### GIVEN REQUEST
Could you extract every entry below and reproduce it exactly?

───── GIVEN RECORDS

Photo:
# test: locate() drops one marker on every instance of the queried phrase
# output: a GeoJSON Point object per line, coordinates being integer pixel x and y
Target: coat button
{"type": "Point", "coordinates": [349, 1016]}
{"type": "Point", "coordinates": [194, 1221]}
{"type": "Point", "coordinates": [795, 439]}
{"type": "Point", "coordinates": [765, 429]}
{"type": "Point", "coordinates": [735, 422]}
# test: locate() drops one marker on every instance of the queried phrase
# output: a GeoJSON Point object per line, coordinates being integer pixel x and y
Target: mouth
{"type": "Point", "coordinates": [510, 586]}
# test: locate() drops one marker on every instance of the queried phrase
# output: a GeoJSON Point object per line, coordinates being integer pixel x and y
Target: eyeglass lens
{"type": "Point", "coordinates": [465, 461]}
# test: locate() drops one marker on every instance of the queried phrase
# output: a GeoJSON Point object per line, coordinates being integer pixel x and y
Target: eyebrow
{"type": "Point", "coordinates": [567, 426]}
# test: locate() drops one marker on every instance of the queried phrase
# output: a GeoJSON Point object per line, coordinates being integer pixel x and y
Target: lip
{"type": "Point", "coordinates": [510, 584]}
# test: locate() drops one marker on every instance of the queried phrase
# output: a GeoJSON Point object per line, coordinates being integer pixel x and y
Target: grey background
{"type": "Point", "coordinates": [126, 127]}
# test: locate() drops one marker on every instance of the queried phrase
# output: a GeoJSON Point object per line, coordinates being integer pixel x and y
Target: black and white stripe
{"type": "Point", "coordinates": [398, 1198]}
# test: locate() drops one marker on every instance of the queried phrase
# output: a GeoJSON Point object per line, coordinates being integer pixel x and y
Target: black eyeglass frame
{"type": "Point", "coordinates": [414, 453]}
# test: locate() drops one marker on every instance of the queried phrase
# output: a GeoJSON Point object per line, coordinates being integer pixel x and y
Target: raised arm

──────────

### THE SOLUTION
Photo:
# test: locate() drops one marker on every instance of the queried phrase
# output: a GeoJSON Point object per line, coordinates being integer pixel x and y
Target: coat button
{"type": "Point", "coordinates": [349, 1016]}
{"type": "Point", "coordinates": [194, 1221]}
{"type": "Point", "coordinates": [795, 439]}
{"type": "Point", "coordinates": [765, 429]}
{"type": "Point", "coordinates": [735, 422]}
# test: locate() drops one marker on every instance of the queried phrase
# output: a GeoJSON Point object per line, coordinates being integer pixel x and y
Target: mouth
{"type": "Point", "coordinates": [510, 586]}
# test: locate() drops one marker on every instance of the queried phrase
# output: a GeoJSON Point object per line, coordinates being integer pixel x and y
Target: eyeglass lens
{"type": "Point", "coordinates": [465, 461]}
# test: locate() drops one marker on every instance of the queried phrase
# output: a GeoJSON Point object per line, coordinates being integer pixel x and y
Target: eyebrow
{"type": "Point", "coordinates": [567, 426]}
# test: locate() drops one marker on every instance of the queried phrase
# output: a GeoJSON Point object per line, coordinates being integer pixel x and y
Target: lip
{"type": "Point", "coordinates": [510, 584]}
# test: locate() drops one marker on every instance of the queried phrase
# output: a GeoJSON Point object per line, coordinates being integer pixel x and y
Target: grey background
{"type": "Point", "coordinates": [126, 127]}
# test: locate() drops one marker on every instance of the queried phrase
# output: a GeoJSON Point object per line, coordinates being integer pixel x and y
Target: black and white stripe
{"type": "Point", "coordinates": [398, 1198]}
# test: locate() drops one marker on every instance of the queried phrase
# output: a GeoJSON Point object per line, coordinates being integer pixel x and y
Target: black eyeglass frame
{"type": "Point", "coordinates": [414, 453]}
# test: locate() drops one marker on every instance of the queried phrase
# output: a GeoJSON Point object per line, coordinates being integer pixel x and y
Target: raised arm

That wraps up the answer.